(Point labeling dataset excerpts)
************
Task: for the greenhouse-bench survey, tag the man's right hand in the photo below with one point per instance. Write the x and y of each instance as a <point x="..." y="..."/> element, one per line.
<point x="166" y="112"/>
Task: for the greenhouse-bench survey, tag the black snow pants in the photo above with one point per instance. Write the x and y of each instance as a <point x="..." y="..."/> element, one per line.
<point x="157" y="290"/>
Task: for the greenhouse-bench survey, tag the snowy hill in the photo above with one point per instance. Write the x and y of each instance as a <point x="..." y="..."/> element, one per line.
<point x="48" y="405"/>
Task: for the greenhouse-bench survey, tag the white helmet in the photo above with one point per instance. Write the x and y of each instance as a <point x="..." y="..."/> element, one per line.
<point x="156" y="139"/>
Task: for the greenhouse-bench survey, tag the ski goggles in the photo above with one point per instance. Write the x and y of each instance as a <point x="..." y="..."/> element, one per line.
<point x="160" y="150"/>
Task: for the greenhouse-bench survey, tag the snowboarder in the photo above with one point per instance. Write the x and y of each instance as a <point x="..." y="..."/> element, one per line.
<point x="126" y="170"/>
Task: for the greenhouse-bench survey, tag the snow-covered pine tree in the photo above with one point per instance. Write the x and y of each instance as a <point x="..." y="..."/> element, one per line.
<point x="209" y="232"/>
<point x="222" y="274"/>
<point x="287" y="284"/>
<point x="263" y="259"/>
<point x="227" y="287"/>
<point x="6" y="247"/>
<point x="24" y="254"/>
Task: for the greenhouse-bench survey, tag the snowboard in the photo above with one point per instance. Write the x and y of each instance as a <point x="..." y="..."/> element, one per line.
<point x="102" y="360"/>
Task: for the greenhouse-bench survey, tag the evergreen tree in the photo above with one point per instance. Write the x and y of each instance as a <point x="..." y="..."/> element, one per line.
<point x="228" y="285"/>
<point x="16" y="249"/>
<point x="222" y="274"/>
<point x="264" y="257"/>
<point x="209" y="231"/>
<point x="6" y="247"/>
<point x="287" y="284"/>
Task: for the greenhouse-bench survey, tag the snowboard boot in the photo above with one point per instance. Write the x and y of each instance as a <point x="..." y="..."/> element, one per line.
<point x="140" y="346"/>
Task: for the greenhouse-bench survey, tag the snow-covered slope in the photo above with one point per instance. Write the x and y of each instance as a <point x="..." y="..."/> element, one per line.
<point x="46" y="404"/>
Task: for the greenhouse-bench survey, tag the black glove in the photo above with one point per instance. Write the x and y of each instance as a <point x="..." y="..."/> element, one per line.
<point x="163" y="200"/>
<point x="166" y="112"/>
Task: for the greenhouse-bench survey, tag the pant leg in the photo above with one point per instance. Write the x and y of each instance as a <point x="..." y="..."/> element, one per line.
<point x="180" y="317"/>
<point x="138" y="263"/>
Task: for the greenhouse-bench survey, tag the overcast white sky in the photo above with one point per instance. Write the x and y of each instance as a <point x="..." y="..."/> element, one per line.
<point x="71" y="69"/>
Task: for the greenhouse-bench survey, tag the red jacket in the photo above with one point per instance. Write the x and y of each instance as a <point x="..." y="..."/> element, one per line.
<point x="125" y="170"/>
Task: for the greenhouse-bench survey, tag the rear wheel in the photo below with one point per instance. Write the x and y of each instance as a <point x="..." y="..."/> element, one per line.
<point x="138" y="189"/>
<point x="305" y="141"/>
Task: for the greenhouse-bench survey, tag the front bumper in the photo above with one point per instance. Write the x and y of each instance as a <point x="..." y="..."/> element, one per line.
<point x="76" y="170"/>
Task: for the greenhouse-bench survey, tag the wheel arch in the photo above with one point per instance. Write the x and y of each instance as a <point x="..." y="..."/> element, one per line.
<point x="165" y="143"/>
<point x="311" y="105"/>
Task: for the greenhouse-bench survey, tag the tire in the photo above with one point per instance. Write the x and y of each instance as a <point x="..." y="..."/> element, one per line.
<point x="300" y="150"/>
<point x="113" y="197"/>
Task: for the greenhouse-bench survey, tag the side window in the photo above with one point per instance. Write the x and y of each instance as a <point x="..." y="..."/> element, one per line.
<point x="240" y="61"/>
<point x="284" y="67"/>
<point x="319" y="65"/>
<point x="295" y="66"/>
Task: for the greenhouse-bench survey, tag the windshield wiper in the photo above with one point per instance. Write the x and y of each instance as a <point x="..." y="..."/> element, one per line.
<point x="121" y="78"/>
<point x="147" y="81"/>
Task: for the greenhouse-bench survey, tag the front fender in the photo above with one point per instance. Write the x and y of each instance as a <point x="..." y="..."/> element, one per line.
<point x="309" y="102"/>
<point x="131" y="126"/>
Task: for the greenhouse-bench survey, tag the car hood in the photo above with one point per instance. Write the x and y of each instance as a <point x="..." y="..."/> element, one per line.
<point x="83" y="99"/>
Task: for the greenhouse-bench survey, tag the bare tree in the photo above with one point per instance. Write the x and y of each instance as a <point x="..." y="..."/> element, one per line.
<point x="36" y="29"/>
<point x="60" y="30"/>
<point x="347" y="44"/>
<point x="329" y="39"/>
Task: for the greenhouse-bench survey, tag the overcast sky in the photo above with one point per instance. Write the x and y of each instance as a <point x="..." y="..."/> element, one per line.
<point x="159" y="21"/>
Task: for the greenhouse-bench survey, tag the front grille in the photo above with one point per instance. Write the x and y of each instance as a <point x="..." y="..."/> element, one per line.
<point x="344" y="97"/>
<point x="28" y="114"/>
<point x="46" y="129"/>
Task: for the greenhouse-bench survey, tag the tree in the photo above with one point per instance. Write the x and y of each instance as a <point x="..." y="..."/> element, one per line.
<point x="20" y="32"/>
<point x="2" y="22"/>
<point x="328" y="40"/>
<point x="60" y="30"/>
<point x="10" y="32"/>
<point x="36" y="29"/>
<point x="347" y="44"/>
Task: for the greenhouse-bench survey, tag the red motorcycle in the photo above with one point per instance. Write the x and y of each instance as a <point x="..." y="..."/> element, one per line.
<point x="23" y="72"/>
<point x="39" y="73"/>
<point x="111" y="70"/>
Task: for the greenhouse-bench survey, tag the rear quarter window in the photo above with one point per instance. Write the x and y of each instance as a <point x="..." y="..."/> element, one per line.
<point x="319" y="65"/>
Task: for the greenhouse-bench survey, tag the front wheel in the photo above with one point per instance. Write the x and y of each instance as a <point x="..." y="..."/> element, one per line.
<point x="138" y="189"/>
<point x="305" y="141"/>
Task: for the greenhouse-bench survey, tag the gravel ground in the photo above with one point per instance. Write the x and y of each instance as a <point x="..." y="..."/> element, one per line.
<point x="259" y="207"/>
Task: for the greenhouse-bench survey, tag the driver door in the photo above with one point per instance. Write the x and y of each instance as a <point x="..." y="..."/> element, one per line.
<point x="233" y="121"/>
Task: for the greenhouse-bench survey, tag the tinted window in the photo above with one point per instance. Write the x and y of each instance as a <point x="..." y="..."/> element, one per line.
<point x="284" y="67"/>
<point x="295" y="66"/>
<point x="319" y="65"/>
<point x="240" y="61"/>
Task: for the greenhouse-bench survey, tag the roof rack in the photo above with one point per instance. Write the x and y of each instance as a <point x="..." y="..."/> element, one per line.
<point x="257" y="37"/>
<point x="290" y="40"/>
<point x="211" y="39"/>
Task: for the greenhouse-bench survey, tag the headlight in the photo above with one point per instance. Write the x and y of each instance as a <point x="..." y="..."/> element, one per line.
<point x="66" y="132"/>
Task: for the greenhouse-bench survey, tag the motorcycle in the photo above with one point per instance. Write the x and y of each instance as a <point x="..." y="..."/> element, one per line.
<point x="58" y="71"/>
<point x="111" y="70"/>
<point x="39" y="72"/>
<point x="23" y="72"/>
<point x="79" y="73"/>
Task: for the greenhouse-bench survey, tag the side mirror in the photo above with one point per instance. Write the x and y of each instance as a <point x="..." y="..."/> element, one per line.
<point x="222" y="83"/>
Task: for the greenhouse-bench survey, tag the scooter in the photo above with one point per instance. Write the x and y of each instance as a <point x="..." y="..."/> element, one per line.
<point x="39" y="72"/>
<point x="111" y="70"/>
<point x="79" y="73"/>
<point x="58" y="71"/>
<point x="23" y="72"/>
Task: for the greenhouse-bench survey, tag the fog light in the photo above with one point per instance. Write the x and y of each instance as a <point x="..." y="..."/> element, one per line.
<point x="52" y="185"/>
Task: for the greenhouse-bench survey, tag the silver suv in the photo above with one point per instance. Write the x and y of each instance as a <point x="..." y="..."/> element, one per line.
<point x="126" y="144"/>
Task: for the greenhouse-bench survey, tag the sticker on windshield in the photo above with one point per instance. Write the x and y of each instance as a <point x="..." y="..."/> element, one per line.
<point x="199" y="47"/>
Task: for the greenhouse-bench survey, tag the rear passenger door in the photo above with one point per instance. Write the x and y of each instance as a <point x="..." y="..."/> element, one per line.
************
- What you are asked to do
The lines to quote run from the one containing "Task: for the greenhouse-bench survey, tag the motorcycle" through the final line of the material above; please give them exactly, both ends included, and nothing else.

- Response below
Task: for the greenhouse-bench survey, tag the motorcycle in the photo above with one point per instance. Write the x and y of each instance as a <point x="..." y="..."/> element, one per line.
<point x="58" y="71"/>
<point x="111" y="70"/>
<point x="39" y="72"/>
<point x="23" y="72"/>
<point x="79" y="73"/>
Task: for the greenhouse-bench survey, tag the side mirror in the photo above with one point per instance. Write the x and y of each instance as a <point x="..." y="..."/> element, one per line.
<point x="222" y="83"/>
Task: for the greenhouse-bench survey, tag the scooter in the photo above with one point per instance. Write the x and y of each instance as a <point x="..." y="..."/> element, one per line.
<point x="39" y="72"/>
<point x="111" y="70"/>
<point x="79" y="73"/>
<point x="58" y="71"/>
<point x="23" y="72"/>
Task: for the greenhouse-bench survey, tag the fog light in the photo above with one point per instance. Write the x and y of each instance as a <point x="..." y="..."/> element, one per line.
<point x="52" y="185"/>
Task: for the greenhouse-bench survey, tag the silver suv in the photo above with one point per instance. Write the x and y of each instance as a <point x="..." y="..."/> element, one per line.
<point x="126" y="144"/>
Task: for the greenhouse-bench survey, tag the sticker on windshield in the photo above with one point per instance. Write the x and y of each instance as a <point x="..." y="..."/> element, one per line.
<point x="199" y="47"/>
Task: for the greenhouse-bench survey, tag the rear passenger door in the photo above with one point per instance. Write the x and y of each instance as a <point x="..." y="..."/> element, one per line.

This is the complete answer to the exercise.